**Exercise directions**
When you reach the records below, output every one exactly as written but leave out any pictures.

**Given data**
►

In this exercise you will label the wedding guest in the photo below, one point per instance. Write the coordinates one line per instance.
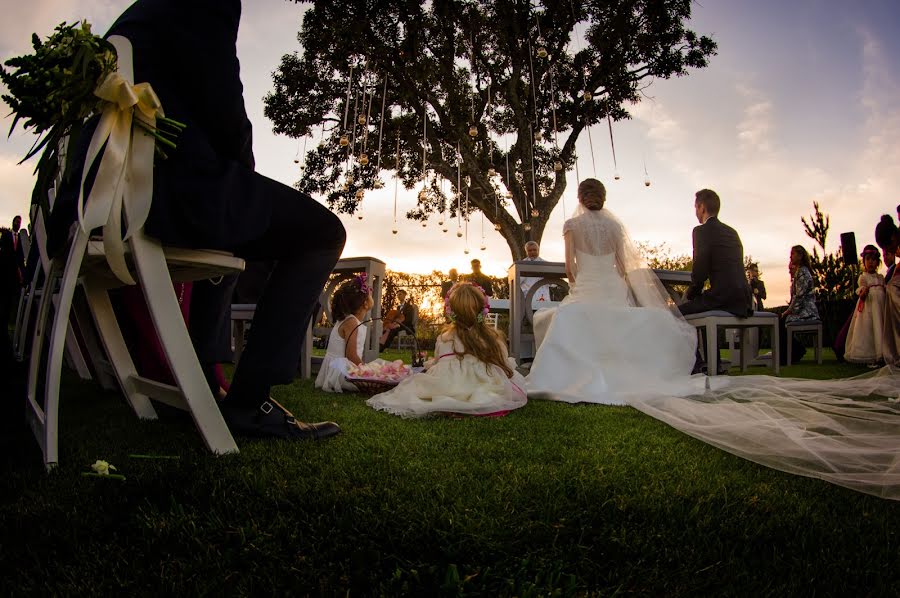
(719, 259)
(802, 307)
(206, 194)
(453, 278)
(481, 279)
(20, 242)
(867, 326)
(888, 236)
(402, 317)
(757, 286)
(349, 306)
(471, 372)
(532, 252)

◄

**Response to the exercise**
In this exercise you will label the wedding guest in the photo below, one point per instance. Write the coordinates one line per instance.
(719, 259)
(802, 307)
(206, 194)
(453, 278)
(481, 279)
(20, 242)
(867, 326)
(888, 236)
(402, 317)
(757, 286)
(349, 306)
(471, 372)
(532, 252)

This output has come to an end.